International travel is a very different prospect, though. “We don’t think we’ll get back to 2019 levels until 2024. The way we manage that is we are just leaving the A380s, very big aircraft with big premium cabins, parked until the end of 2023 and we just use the 787s. It’s still an amazing product, but it has less business class seats overall and it can give you the network you had pre-Covid to the same destinations, but with smaller capacity and we can manage that demand until it recovers back to 2019 levels.”
After 9/11 many airlines went bust, but comparatively few have gone to the wall as a result of Covid-19. Are airlines now more prepared for a crisis than they were 20 years ago? “I think [Covid-19] is the biggest crisis in aviation history, as Iata said. You look at the fact that 95 per cent of world aviation was grounded during the crisis and I think the fallout from this will take place over a long period of time, so there will be airline failures, there will be mergers of airlines. I think it will take a number of years to wash out.
“My predecessor in Qantas [Geoff Dixon] referred to constant shock syndrome, where you had to get prepared for issues when they occurred and act rapidly. I do think airlines are getting a lot more efficient at that, certainly Qantas is. So a pandemic was on our list of items that could occur. We never thought it would be as big as this, we thought it would be like Sars.
“We thought the potential closures would happen over six or seven months, but it happened over weeks. It meant you had to be very agile, you had to be in a position where you made big decisions quickly. We stood down 25,000 people, grounded 220 aircraft and started planning how long this could be and making sure we stopped the bleeding of cash going out to survive. We raised debt, we raised equity, we did a restructure simultaneously. I think you have to do that when it’s the biggest crisis you’ve ever faced . . . the last few decades of coping with crises were nearly a preparation for Covid.”
Is Qantas’s response to the Covid-19 pandemic a case of “never waste a good crisis”?
“I think it’s more of a case of having to make dramatic decisions to cope with the crisis. Qantas has survived 100 years because we’ve reinvented ourselves when things went wrong. After the Wall Street crash [of 1929], after the second World War, Qantas continuously reinvented and did the hard things to survive. That’s why we are the oldest continuously operating airline in the world. This is another example of that. It has been the biggest reaction Qantas has ever done,” the Tallaght native explains.
What will Qantas look like post-pandemic?
“We’ll end up with about 10 per cent more market share to 70 per cent domestically, because our major competitor [Virgin] essentially went bankrupt because they had a failed strategy and weren’t able to adapt to this world. We’ve ended up having to [let go] 9,500 people, one-third of the workforce, because those jobs have disappeared and we have to restructure to take a billion out of our cost base.
“We’ll have borrowed over $2 billion (€1.27bn). We’re lucky enough we have a strong balance sheet to be able to do that, but we have to pay back that debt. And we have a big fleet replacement programme, with opportunities for growth, such as Project Sunrise [non-stop flights from Australia to Europe or North America]. If we don’t have the business agile and able to produce profits on the other side of this, we can’t afford that fleet replacement.”
Given Joyce’s and Qantas’s track record, it would be unwise to bet against them.

## What you need to do
According to the text on Qantas and Covid-19, how many aircraft did Qantas ground during the crisis?

## Records shown
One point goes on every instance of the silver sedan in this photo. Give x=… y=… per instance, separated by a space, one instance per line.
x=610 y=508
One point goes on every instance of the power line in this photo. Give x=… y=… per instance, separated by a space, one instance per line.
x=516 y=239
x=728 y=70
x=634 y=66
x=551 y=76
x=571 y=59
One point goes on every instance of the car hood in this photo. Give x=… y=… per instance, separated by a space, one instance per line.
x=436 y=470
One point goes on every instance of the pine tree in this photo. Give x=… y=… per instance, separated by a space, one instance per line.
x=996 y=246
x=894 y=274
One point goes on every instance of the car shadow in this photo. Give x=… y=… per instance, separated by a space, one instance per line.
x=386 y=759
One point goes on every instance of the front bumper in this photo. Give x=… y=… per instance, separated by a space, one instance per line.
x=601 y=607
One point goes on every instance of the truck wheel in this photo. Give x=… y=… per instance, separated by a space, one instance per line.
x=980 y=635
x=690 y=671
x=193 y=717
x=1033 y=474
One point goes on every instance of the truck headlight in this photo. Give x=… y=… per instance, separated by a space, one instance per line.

## Response area
220 aircraft.